### 수행할 지시
아래 데이터에서 단어 "night"가 들어 있는 줄을 모두 찾아 한 줄씩 옮겨 적어 보고하세요. 대소문자는 구별합니다.

### 작업용 데이터
——————

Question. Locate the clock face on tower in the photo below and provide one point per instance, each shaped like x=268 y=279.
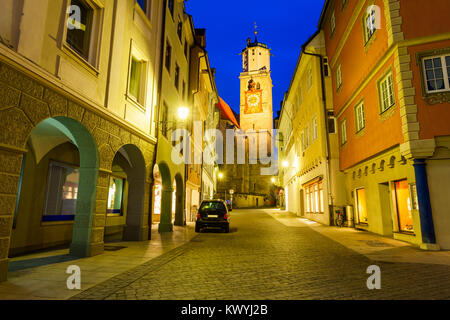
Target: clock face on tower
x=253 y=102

——————

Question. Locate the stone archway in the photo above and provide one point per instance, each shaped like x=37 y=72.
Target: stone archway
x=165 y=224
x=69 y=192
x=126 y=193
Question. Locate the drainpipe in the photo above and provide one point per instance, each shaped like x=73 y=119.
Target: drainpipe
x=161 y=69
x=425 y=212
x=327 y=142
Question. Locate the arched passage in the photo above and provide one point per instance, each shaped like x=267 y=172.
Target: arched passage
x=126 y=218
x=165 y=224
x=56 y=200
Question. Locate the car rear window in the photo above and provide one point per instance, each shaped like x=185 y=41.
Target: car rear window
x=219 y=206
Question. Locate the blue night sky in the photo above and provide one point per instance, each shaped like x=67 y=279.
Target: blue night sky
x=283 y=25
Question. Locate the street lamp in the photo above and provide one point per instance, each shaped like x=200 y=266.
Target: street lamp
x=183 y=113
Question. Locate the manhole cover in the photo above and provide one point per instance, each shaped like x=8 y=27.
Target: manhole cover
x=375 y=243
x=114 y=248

——————

### 작업 결과
Question. Locate the blue night sky in the photo above and provide one point per instance, each shaped like x=67 y=279.
Target: blue night sky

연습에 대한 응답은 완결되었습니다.